Annotation dataset entries
■ ■ ■ ■ ■ ■ ■

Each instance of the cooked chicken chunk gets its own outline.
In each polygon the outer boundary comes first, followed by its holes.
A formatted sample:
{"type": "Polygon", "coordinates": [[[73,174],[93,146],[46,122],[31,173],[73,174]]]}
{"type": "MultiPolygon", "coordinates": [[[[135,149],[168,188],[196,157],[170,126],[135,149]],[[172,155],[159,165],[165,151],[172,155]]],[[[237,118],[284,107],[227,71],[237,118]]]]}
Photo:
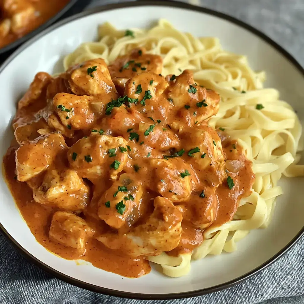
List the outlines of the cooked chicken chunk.
{"type": "Polygon", "coordinates": [[[214,187],[221,184],[225,178],[225,161],[221,140],[215,130],[203,124],[187,129],[180,136],[187,139],[184,142],[185,149],[190,151],[189,162],[201,180],[206,180],[214,187]],[[191,153],[194,149],[196,152],[191,153]]]}
{"type": "Polygon", "coordinates": [[[155,121],[164,121],[173,107],[163,93],[168,87],[164,77],[152,73],[145,73],[135,76],[126,83],[124,95],[137,100],[135,103],[141,112],[152,117],[155,121]]]}
{"type": "Polygon", "coordinates": [[[89,201],[89,187],[75,171],[64,167],[48,170],[42,185],[33,192],[37,202],[66,210],[82,210],[89,201]]]}
{"type": "Polygon", "coordinates": [[[89,129],[94,123],[95,115],[90,104],[93,100],[92,96],[58,93],[53,103],[62,124],[79,130],[89,129]]]}
{"type": "Polygon", "coordinates": [[[177,246],[181,233],[182,217],[169,200],[158,196],[154,211],[144,223],[122,235],[107,233],[97,239],[112,249],[123,250],[133,257],[157,255],[177,246]]]}
{"type": "Polygon", "coordinates": [[[115,229],[120,228],[128,219],[134,222],[134,218],[139,217],[142,194],[140,181],[130,174],[122,174],[99,199],[98,216],[115,229]],[[130,217],[132,218],[128,219],[130,217]]]}
{"type": "Polygon", "coordinates": [[[162,58],[158,55],[147,54],[144,48],[135,49],[130,54],[118,57],[109,66],[113,82],[121,94],[129,78],[146,72],[156,74],[161,73],[162,58]]]}
{"type": "Polygon", "coordinates": [[[178,136],[168,127],[164,128],[157,123],[152,125],[142,123],[139,125],[139,131],[142,133],[140,136],[144,139],[144,144],[154,149],[165,151],[173,148],[179,148],[178,136]]]}
{"type": "Polygon", "coordinates": [[[26,92],[18,103],[18,109],[27,107],[45,96],[47,88],[52,79],[47,73],[40,72],[35,75],[26,92]]]}
{"type": "Polygon", "coordinates": [[[173,202],[189,199],[195,180],[190,166],[177,158],[155,158],[151,160],[150,165],[154,169],[156,191],[173,202]]]}
{"type": "Polygon", "coordinates": [[[35,9],[28,0],[3,0],[5,14],[11,18],[12,30],[15,34],[22,33],[35,16],[35,9]]]}
{"type": "MultiPolygon", "coordinates": [[[[217,112],[219,96],[212,90],[197,85],[192,72],[186,70],[174,80],[170,80],[172,78],[169,75],[167,78],[170,85],[168,97],[179,109],[177,115],[182,123],[193,126],[217,112]]],[[[178,122],[173,123],[171,126],[175,129],[178,129],[180,123],[178,122]]]]}
{"type": "Polygon", "coordinates": [[[118,97],[105,60],[101,58],[86,61],[66,72],[73,93],[78,95],[102,95],[105,104],[118,97]]]}
{"type": "Polygon", "coordinates": [[[210,226],[217,213],[217,198],[214,190],[211,187],[204,187],[188,201],[177,206],[183,219],[199,229],[210,226]]]}
{"type": "Polygon", "coordinates": [[[104,177],[109,172],[110,177],[116,180],[128,157],[127,142],[120,136],[113,137],[92,132],[88,137],[79,140],[71,147],[67,154],[71,168],[80,176],[92,181],[104,177]]]}
{"type": "Polygon", "coordinates": [[[25,181],[46,170],[67,148],[62,136],[57,133],[23,142],[16,152],[18,180],[25,181]]]}
{"type": "Polygon", "coordinates": [[[58,211],[53,216],[49,235],[52,240],[76,248],[81,256],[85,253],[85,244],[94,233],[81,217],[58,211]]]}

■ ■ ■ ■ ■ ■ ■

GIVEN REQUEST
Return the entries exactly line for line, starting at the first line and ending at the line that contains "List the outlines", with both of those lines included. Leave the picture out of your answer.

SOLUTION
Each instance of the cooked chicken chunk gets its own outline.
In each polygon the outer boundary comes first, followed by its holes.
A formatted sample:
{"type": "Polygon", "coordinates": [[[73,174],[93,146],[46,122],[31,173],[73,174]]]}
{"type": "MultiPolygon", "coordinates": [[[[135,149],[168,188],[196,157],[170,126],[135,149]],[[172,155],[159,165],[165,151],[172,155]]],[[[237,118],[284,107],[227,71],[237,118]]]]}
Photo:
List the outlines of the cooked chicken chunk.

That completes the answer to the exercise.